-- start INFORMATION GIVEN --

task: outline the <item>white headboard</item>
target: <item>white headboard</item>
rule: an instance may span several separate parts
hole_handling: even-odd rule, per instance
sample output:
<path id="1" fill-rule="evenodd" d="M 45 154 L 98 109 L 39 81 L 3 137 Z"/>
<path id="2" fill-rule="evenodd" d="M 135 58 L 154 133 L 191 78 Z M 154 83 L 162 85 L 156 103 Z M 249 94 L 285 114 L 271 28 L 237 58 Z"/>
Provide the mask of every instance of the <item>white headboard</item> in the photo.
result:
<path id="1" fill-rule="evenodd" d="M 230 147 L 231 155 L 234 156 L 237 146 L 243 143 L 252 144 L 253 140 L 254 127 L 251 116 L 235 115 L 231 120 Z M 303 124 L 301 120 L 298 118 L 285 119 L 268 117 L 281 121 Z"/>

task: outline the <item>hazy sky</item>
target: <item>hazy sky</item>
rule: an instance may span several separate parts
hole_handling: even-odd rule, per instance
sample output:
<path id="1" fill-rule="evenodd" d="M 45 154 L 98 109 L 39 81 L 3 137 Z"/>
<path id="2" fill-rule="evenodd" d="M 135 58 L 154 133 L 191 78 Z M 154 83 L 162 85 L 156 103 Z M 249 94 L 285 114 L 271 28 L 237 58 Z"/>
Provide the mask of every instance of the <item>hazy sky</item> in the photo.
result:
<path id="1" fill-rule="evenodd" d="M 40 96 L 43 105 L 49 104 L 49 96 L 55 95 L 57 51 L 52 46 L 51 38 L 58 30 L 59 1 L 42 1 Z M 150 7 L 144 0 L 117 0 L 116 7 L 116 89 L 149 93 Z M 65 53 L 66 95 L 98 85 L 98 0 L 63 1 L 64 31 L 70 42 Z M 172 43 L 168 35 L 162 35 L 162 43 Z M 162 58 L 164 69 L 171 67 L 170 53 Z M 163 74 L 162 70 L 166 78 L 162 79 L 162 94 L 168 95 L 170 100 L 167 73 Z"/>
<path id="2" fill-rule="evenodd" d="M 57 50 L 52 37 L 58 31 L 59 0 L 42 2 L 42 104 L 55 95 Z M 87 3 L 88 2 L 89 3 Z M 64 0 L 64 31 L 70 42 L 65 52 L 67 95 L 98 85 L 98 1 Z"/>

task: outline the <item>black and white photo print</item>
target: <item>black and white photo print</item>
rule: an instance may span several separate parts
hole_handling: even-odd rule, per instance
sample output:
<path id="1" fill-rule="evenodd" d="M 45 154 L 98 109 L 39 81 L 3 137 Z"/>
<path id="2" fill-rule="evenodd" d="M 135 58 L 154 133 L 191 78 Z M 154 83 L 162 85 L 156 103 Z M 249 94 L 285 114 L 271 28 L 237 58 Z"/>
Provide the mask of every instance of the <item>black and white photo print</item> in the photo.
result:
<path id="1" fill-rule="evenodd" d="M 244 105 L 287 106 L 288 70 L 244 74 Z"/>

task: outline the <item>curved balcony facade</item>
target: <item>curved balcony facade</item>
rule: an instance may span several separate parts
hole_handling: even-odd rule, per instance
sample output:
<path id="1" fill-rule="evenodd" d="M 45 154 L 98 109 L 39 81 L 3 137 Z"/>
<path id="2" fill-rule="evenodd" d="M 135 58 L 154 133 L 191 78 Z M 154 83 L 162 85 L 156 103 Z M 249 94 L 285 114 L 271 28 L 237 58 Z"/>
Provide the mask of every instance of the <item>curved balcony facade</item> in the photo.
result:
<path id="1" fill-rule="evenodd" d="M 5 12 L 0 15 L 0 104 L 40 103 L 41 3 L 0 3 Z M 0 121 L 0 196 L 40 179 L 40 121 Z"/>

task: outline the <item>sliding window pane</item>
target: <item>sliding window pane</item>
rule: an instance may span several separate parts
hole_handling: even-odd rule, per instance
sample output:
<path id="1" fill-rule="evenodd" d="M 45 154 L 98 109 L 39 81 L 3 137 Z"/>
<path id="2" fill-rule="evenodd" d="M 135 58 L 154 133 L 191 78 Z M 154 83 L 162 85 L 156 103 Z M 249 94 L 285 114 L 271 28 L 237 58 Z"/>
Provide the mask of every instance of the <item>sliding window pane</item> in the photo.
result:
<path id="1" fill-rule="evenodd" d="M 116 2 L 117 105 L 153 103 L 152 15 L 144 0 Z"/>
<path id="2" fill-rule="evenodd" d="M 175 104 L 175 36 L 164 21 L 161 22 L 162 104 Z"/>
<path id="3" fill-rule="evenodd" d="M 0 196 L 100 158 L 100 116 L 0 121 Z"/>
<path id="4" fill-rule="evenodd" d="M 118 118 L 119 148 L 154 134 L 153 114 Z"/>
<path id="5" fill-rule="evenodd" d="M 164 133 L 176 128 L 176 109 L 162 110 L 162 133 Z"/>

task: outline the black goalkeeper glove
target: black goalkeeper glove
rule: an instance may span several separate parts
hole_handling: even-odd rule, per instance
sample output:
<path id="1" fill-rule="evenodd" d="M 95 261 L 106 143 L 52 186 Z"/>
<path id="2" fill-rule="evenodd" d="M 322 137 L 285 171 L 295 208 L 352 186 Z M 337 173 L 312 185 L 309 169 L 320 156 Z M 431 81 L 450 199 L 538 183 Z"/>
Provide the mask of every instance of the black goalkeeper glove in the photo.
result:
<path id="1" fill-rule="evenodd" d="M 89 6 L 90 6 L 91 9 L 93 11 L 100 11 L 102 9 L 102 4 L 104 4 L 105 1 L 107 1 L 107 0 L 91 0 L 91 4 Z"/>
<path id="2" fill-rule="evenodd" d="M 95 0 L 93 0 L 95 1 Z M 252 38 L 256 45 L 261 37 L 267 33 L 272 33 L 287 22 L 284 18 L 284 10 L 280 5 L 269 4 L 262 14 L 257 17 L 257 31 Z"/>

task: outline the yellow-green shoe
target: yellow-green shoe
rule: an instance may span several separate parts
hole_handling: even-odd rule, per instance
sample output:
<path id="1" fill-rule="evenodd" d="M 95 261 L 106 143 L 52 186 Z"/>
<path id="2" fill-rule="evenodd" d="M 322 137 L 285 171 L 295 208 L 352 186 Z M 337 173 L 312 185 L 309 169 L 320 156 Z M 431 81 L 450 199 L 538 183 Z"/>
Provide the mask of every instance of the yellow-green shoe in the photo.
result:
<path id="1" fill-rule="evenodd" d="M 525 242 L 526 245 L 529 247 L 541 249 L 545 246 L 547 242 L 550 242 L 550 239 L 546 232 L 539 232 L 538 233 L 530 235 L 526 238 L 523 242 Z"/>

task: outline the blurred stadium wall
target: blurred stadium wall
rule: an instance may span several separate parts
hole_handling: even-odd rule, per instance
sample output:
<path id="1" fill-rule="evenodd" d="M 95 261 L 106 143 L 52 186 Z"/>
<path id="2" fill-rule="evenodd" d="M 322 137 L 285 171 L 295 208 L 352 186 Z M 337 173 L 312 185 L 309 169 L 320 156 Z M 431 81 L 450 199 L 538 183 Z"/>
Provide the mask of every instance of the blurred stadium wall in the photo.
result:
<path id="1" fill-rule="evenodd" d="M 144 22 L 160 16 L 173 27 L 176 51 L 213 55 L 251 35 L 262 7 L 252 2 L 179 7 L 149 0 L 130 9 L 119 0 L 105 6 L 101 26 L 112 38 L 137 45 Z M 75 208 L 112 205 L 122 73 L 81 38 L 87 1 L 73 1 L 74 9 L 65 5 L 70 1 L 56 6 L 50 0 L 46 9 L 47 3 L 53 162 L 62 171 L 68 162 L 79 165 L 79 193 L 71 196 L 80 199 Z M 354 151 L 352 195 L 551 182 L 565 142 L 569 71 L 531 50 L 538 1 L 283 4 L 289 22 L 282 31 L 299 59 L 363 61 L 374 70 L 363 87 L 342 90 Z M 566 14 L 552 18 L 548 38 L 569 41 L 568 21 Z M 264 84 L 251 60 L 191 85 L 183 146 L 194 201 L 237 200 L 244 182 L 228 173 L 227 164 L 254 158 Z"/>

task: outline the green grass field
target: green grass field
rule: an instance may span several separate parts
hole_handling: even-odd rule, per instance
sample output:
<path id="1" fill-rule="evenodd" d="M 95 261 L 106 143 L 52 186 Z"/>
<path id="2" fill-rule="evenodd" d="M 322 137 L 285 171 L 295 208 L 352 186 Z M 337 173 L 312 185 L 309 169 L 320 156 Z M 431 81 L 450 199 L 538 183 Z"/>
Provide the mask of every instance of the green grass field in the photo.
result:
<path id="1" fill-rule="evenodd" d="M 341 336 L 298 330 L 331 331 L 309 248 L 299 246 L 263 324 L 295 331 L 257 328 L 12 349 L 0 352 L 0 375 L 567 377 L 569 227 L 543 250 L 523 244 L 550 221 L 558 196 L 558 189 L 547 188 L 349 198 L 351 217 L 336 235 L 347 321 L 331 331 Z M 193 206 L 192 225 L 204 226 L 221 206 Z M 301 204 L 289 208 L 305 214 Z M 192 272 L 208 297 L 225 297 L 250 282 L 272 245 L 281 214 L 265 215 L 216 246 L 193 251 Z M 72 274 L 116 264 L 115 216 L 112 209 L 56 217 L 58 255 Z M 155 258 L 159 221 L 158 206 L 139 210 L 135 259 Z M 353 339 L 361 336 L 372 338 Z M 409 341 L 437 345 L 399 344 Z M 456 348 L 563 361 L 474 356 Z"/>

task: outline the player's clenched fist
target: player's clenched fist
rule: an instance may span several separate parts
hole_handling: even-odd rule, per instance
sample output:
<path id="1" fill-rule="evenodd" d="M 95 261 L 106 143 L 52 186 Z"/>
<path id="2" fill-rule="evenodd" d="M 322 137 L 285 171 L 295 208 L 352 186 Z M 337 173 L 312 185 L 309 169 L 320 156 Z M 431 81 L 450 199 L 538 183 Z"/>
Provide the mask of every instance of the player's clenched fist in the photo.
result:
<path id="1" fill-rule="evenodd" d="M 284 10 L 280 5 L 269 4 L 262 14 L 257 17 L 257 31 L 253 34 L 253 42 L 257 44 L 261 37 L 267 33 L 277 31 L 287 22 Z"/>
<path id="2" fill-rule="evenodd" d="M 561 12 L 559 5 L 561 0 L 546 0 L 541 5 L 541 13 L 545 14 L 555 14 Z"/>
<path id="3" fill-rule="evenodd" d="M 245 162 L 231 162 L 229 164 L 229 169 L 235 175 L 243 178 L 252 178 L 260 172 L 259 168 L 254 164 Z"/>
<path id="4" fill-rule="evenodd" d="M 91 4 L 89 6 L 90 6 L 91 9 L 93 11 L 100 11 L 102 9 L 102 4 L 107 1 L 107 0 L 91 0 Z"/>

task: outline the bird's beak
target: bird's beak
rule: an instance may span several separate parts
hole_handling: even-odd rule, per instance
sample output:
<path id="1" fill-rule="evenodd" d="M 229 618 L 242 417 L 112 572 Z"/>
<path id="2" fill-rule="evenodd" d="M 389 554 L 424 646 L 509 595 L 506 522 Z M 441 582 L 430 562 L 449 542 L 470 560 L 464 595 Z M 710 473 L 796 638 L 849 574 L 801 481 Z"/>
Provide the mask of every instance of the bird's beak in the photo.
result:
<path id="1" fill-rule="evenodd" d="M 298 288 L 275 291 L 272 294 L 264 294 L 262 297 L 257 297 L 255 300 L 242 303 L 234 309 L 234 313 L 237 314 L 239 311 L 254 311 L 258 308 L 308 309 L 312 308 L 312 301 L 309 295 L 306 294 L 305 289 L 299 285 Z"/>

-- end INFORMATION GIVEN --

Reproduce verbatim the lines from the first line of the records through the line that contains "230 147 L 231", including both of these lines.

task: outline the <item>white headboard</item>
target: <item>white headboard</item>
rule: an instance may span several separate parts
hole_handling: even-odd rule, per instance
sample output:
<path id="1" fill-rule="evenodd" d="M 45 154 L 98 109 L 39 81 L 3 137 Z"/>
<path id="2" fill-rule="evenodd" d="M 135 58 L 154 133 L 191 78 Z M 154 83 L 162 85 L 156 103 Z M 249 94 L 285 114 L 271 28 L 237 58 Z"/>
Provide the mask of every instance of the <item>white headboard</item> in the photo.
result:
<path id="1" fill-rule="evenodd" d="M 230 147 L 231 155 L 234 156 L 237 146 L 243 143 L 252 144 L 253 140 L 254 127 L 251 116 L 235 115 L 231 120 Z M 303 124 L 301 120 L 298 118 L 285 119 L 268 117 L 281 121 Z"/>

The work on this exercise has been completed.